# WHAT TO PRODUCE:
Duplicate the portion of the Jane McGrath article that begins at the words "- Born: Jane" and ends after the words "Jen Steele (mother)".

- Born: Jane Louise Steele 4 May 1966 Paignton, Devon, England
- Died: 22 June 2008 (aged 42) Cronulla, New South Wales, Australia
- Cause of death: Breast cancer
- Known for: Cancer support campaigner/activist
- Spouse: Glenn McGrath ​(m. 1999)​
- Children: 2
- Parent(s): Roy Steele (father) Jen Steele (mother)

= Jane McGrath =

British-Australian cancer support campaigner (1966–2008)

Jane Louise McGrath (née Steele; 4 May 1966 – 22 June 2008) was an English-Australian cancer support campaigner, and the wife of former Australian cricket fast bowler Glenn McGrath.

==Background==
Jane Louise Steele was born on 4 May 1966 to Jen and Roy Steele, a newsagent (since retired) in Paignton in the English county of Devon. She was working as a flight attendant for Virgin Atlantic when she met her future husband in a Hong Kong nightclub in 1995. They married in 1999 at the Garrison Church and had two children. She became an Australian citizen on Australia Day, 26 January 2002. McGrath was made a Member of the Order of Australia (AM) on 26 January 2008 for service to community health through support for women with breast cancer and the establishment of the McGrath Foundation.

==Cancer==
McGrath first learned she had breast cancer in August 1997 at the age of 31. Following a mastectomy, chemotherapy and radiotherapy, she was deemed cancer-free by June 1998. Despite fears that cancer treatment may have left her sterile, she later gave birth to two children who were both breast-fed. In 2003, McGrath was diagnosed with metastatic disease in her bones. In 2004, she appeared with her husband on Andrew Denton's Enough Rope on the ABC, describing her work for the foundation and her personal experiences.

In early 2006, brain metastasis was found and by May, she was undergoing radiation treatment at three-week intervals. The tumour was found and successfully removed. At the time, she lost her hair and became depressed, but again went into remission and continued her work with the foundation. She became severely ill in mid-June 2008 and died on the morning of 22 June at her Cronulla home; she was 42. McGrath's funeral was held at the Garrison Church.

==McGrath Foundation==

In 2005, Glenn and Jane McGrath founded the McGrath Foundation, a charitable organisation dedicated to raising money to fund breast care nurses in rural and regional Australia, and to increase breast awareness in young women. As of May 2022, 177 McGrath breast care nurses have been placed in communities throughout Australia, supporting over 67,000 Australian families experiencing breast cancer.

The third day of the first Sydney Test cricket match at the Sydney Cricket Ground each year is now known as Jane McGrath Day, where money is raised for the McGrath Foundation. Spectators at the SCG wear pink to show their support, and sponsor logos in various places are also recoloured pink for the match. The Ladies Stand is also temporarily renamed The Jane McGrath Stand for the day.

On 5 January 2013, Australian Prime Minister Julia Gillard announced an $18.5 million donation to the McGrath Foundation from the Australian Government. The funding allowed all 44 existing McGrath breast care nurse positions to continue and expand the program by 10 full-time equivalent places.

Records from a collection:

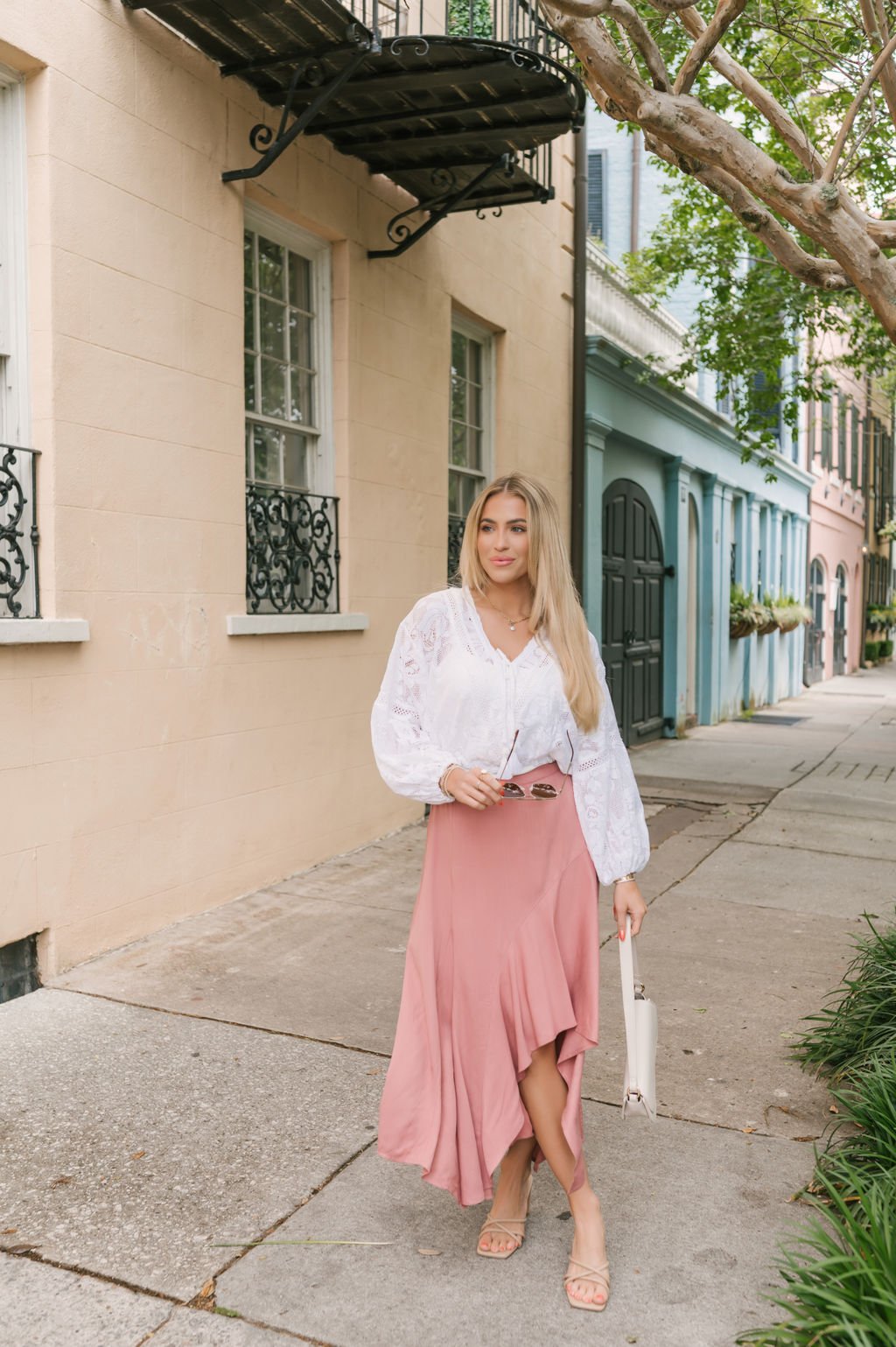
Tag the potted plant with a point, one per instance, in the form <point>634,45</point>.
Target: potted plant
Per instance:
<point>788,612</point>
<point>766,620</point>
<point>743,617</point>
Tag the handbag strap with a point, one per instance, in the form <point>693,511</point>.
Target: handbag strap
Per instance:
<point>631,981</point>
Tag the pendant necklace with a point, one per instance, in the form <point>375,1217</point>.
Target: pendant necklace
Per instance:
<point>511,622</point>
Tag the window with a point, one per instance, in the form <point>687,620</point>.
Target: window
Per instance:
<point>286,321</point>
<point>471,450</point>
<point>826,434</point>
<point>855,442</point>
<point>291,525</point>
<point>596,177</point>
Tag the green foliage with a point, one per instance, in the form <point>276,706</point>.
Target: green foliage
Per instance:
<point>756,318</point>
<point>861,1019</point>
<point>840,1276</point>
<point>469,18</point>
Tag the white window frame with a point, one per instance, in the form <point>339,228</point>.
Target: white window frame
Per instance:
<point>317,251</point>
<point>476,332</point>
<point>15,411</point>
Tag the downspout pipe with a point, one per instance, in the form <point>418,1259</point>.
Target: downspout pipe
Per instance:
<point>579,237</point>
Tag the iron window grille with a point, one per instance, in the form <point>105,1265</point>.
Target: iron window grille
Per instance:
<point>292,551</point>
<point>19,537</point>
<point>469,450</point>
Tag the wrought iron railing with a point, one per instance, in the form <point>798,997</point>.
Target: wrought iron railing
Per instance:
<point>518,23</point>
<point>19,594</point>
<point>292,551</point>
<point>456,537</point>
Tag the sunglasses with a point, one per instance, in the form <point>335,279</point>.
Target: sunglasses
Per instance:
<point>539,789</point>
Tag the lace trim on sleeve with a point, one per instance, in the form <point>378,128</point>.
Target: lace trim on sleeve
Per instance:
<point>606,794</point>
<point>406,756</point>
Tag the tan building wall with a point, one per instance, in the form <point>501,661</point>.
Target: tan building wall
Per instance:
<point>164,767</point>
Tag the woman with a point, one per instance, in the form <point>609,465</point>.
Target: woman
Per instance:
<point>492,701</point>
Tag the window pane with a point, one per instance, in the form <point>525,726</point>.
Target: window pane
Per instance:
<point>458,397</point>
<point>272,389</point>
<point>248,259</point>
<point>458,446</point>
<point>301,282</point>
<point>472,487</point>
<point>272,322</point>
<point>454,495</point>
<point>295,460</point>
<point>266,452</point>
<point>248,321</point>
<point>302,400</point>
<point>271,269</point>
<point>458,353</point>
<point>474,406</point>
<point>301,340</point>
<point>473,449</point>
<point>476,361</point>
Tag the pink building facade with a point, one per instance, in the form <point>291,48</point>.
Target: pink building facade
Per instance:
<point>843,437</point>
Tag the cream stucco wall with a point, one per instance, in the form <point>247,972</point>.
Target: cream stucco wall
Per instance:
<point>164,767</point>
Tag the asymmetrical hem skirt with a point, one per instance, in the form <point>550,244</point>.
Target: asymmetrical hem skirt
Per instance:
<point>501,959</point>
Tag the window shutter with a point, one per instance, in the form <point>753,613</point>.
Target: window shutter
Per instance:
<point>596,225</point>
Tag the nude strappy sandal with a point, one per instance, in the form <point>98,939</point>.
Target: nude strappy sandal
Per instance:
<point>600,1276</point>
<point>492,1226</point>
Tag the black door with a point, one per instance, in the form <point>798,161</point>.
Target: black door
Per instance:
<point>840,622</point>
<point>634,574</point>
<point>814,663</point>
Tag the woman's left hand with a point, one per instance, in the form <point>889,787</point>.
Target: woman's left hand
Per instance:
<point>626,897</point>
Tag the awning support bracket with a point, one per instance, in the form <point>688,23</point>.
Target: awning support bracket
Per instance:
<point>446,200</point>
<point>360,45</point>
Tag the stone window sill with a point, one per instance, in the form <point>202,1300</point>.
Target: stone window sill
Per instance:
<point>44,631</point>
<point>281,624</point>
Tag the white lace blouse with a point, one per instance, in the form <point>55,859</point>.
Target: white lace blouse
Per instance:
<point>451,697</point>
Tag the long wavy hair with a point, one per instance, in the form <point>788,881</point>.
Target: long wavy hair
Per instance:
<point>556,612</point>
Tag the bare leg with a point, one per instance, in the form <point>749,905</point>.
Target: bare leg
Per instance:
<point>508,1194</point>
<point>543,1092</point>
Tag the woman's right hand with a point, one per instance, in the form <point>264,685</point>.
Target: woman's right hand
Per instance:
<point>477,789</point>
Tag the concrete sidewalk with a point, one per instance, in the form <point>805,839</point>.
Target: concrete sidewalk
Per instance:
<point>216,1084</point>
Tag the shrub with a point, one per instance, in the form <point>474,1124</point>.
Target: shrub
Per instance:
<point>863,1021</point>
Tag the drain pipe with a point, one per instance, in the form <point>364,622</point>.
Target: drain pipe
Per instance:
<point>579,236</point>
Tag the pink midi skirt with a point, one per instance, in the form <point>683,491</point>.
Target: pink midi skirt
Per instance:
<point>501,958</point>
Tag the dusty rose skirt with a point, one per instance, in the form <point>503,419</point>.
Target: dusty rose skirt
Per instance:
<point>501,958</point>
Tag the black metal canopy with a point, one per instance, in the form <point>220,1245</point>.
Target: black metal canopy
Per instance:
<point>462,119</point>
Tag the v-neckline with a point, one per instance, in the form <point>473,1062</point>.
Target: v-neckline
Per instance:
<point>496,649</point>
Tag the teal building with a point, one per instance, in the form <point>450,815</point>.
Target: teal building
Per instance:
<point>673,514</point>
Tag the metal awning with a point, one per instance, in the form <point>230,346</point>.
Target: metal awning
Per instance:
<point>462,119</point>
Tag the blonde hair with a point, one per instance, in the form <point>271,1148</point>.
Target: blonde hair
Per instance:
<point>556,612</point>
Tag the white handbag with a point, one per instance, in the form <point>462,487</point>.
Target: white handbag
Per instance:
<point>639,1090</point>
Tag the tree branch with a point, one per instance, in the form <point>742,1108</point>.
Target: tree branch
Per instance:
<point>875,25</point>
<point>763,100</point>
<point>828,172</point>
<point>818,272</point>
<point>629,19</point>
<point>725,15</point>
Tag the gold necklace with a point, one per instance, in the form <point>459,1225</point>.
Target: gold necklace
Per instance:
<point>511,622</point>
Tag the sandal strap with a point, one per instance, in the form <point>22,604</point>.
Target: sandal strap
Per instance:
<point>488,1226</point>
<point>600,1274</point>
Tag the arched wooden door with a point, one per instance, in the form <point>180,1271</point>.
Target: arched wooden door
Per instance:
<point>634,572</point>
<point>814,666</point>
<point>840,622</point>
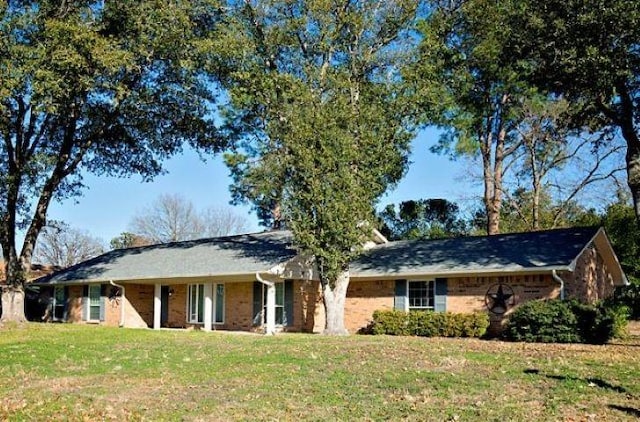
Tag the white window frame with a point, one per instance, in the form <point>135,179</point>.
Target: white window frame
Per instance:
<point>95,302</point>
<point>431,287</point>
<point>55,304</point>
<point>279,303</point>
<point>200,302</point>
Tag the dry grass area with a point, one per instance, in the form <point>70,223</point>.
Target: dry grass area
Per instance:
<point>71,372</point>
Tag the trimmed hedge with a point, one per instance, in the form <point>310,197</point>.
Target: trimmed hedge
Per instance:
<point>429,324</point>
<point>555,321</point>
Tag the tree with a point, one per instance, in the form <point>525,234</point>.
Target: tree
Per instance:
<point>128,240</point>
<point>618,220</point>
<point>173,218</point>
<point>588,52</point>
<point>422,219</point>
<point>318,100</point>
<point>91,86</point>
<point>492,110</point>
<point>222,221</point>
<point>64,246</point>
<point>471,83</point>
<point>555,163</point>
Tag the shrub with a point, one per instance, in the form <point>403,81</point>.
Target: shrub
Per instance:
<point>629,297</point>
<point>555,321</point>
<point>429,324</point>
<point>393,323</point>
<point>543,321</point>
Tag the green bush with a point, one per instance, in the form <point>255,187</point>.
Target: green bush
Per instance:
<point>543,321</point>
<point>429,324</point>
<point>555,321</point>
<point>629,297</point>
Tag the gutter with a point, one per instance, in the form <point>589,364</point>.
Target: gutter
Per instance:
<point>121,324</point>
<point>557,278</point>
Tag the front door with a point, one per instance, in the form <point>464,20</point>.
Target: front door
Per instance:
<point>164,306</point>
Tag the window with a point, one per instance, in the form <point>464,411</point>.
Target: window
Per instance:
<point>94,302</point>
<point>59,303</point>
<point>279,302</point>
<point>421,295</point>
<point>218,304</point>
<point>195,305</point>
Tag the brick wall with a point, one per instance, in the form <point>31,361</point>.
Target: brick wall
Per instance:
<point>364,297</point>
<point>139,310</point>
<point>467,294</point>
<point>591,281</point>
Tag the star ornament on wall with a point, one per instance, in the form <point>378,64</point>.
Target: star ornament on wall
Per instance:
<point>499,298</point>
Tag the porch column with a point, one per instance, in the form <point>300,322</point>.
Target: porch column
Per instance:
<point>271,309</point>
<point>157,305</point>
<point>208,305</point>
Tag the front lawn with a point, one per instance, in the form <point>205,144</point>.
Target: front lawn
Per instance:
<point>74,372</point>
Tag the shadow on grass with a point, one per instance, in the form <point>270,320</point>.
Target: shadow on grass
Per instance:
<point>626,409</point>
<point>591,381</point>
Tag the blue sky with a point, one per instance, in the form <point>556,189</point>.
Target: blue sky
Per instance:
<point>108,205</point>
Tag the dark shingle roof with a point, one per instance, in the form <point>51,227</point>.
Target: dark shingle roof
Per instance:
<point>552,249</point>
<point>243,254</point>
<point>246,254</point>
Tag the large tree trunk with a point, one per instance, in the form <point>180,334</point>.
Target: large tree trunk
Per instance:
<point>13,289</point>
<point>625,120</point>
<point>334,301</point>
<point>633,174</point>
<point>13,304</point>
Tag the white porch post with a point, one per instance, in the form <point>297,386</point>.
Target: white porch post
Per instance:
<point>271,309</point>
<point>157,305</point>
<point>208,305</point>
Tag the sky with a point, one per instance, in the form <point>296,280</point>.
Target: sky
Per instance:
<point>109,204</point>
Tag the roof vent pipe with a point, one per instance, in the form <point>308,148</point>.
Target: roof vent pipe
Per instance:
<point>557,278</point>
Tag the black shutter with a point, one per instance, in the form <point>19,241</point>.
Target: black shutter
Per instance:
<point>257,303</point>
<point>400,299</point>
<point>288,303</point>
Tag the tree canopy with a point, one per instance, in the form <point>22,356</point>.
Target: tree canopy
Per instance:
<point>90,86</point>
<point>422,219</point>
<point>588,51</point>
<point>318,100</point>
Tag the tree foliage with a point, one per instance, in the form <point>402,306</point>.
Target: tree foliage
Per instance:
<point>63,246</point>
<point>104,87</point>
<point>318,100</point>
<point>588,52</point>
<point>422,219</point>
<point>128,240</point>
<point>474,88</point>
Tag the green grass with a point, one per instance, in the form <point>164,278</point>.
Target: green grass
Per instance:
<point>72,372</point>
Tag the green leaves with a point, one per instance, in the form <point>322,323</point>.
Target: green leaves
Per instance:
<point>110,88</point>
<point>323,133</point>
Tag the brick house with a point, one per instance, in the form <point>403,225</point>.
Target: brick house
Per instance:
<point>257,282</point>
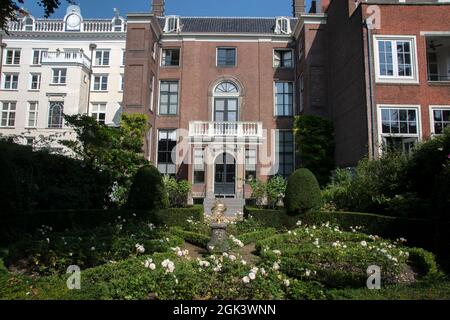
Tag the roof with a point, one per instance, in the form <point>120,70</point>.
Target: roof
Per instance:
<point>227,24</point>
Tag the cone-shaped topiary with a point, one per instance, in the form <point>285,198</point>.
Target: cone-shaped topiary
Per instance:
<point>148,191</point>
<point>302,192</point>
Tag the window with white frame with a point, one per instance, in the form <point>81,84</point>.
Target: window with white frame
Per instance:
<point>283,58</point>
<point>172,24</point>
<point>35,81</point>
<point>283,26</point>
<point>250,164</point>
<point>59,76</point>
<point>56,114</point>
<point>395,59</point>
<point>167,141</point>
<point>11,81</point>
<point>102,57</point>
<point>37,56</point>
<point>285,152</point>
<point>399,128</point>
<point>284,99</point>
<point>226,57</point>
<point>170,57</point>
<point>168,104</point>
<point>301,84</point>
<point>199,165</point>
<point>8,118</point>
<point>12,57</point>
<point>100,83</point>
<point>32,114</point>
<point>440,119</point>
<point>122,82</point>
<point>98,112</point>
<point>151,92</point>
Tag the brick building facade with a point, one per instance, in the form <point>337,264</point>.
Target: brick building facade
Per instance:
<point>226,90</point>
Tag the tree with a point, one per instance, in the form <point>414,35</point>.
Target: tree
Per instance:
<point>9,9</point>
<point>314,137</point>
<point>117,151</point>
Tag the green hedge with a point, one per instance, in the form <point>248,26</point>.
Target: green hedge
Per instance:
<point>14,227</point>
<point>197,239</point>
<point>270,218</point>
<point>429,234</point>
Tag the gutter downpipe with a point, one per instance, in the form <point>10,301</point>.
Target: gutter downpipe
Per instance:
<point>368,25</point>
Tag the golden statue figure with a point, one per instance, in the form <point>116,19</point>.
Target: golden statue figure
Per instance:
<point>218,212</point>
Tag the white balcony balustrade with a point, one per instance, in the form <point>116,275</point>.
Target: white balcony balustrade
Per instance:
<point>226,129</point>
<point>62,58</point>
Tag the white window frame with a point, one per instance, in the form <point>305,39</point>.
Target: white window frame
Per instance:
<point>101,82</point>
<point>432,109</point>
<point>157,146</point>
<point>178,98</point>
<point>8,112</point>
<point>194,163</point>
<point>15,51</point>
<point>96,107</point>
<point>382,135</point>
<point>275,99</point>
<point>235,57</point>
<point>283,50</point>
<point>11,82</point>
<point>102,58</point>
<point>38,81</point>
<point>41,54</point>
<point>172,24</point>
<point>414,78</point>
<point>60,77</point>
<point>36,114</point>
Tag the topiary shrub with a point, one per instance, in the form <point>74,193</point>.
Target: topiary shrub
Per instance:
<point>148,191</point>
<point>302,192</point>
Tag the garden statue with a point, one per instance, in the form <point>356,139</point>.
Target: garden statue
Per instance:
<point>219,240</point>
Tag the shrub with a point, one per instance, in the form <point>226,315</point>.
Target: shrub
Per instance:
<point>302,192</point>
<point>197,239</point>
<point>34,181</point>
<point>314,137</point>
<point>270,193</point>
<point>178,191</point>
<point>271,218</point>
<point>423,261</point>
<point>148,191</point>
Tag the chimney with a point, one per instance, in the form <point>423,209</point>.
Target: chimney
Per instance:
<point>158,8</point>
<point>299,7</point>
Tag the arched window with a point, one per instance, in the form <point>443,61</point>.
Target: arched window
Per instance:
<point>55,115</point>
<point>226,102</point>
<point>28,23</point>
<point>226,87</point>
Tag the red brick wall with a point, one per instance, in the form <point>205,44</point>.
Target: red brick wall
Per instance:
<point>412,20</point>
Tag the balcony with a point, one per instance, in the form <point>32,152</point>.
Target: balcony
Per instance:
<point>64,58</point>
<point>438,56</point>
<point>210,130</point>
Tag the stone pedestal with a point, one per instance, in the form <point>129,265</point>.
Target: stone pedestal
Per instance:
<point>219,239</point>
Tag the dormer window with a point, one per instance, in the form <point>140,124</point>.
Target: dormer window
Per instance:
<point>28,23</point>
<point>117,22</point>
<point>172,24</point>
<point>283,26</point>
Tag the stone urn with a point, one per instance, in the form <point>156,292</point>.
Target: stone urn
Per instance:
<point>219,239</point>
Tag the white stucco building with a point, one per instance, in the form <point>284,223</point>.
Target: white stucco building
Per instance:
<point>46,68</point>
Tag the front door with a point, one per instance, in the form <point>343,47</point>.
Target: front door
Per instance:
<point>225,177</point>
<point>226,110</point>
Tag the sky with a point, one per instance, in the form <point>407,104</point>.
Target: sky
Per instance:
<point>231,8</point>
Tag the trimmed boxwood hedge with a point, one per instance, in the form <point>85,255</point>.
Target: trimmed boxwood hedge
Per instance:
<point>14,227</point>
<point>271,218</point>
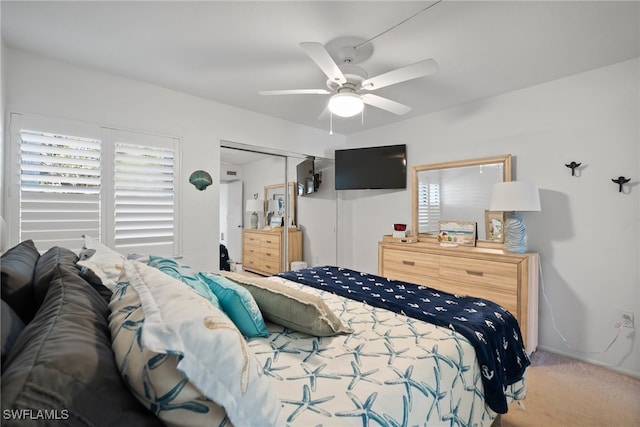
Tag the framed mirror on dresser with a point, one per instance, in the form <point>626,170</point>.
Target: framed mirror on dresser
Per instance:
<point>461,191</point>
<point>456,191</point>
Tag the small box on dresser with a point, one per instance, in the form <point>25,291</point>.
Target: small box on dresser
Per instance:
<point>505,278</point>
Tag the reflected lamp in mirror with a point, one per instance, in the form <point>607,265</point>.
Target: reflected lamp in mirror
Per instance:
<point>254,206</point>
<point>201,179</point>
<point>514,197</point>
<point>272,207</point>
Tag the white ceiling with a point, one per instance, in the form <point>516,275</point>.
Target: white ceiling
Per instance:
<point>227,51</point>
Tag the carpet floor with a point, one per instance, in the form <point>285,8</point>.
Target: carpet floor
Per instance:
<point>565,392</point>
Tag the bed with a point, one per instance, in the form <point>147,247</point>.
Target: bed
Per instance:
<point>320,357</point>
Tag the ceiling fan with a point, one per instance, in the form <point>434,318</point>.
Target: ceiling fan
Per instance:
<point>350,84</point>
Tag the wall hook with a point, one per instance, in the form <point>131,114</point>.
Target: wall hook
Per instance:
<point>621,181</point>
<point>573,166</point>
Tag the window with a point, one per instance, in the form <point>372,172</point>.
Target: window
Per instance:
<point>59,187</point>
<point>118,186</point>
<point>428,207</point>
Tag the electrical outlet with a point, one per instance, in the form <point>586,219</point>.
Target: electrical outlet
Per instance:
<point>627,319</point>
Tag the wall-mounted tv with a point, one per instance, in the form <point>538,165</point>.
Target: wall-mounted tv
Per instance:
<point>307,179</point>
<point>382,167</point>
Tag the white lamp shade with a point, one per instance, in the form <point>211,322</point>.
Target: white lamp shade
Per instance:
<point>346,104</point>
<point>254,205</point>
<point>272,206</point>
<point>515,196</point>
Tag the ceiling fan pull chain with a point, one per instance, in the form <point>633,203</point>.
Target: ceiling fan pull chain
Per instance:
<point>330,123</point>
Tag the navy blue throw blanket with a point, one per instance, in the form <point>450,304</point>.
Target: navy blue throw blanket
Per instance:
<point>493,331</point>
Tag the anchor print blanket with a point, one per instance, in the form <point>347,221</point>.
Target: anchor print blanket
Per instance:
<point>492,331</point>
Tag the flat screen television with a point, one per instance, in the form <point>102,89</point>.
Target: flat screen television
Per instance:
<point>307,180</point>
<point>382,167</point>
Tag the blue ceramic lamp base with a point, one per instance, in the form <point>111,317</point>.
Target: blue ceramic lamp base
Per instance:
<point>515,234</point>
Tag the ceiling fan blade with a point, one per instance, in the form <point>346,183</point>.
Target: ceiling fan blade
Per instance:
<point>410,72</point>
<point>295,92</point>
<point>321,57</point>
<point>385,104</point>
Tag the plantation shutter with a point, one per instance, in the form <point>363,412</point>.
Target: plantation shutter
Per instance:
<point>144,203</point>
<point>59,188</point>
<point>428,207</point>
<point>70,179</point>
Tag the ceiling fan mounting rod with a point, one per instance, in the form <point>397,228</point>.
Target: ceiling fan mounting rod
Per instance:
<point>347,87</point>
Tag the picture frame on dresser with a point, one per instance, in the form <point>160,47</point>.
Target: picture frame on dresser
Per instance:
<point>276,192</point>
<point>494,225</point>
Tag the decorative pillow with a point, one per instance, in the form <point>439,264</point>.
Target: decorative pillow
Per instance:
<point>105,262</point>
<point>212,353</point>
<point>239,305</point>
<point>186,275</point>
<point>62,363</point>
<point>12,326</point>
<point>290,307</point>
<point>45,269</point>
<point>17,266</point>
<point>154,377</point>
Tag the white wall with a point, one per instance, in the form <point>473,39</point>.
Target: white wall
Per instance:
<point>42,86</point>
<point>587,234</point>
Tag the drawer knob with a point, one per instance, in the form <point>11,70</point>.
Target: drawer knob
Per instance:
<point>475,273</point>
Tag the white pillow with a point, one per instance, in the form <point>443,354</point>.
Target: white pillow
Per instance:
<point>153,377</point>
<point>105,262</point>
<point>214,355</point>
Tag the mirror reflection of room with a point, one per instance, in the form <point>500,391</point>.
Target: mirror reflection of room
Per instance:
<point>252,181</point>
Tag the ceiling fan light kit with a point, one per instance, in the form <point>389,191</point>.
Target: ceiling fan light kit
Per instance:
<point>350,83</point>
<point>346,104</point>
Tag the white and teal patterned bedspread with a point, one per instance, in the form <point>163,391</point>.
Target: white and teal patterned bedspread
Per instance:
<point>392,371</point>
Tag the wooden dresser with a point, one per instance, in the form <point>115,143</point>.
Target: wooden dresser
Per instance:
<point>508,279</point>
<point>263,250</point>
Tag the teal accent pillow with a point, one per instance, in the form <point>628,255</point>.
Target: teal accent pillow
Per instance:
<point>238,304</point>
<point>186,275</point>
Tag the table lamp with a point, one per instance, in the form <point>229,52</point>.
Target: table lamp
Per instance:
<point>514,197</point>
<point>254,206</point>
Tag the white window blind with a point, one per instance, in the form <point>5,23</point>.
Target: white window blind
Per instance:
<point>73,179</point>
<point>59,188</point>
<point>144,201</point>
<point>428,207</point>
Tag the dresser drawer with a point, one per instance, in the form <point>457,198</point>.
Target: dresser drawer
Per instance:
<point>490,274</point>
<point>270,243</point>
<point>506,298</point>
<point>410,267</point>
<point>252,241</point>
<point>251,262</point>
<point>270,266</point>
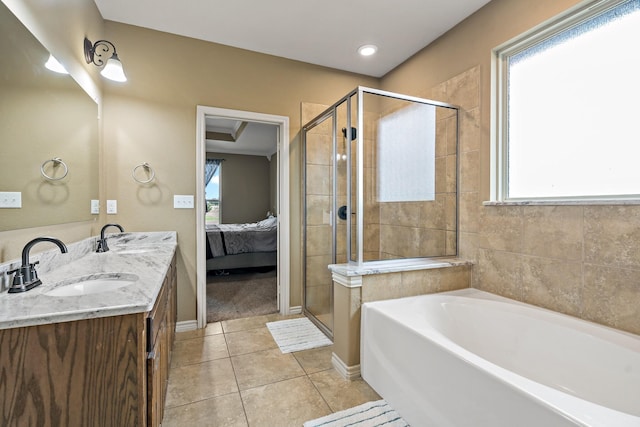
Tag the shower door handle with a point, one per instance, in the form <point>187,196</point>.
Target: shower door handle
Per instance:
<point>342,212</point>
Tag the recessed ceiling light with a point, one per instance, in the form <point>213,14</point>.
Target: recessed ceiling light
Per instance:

# SOLVED PROBLEM:
- Born: Jane Louise Steele 4 May 1966 Paignton, Devon, England
- Died: 22 June 2008 (aged 42) Cronulla, New South Wales, Australia
- Cause of death: Breast cancer
- Known for: Cancer support campaigner/activist
- Spouse: Glenn McGrath ​(m. 1999)​
- Children: 2
- Parent(s): Roy Steele (father) Jen Steele (mother)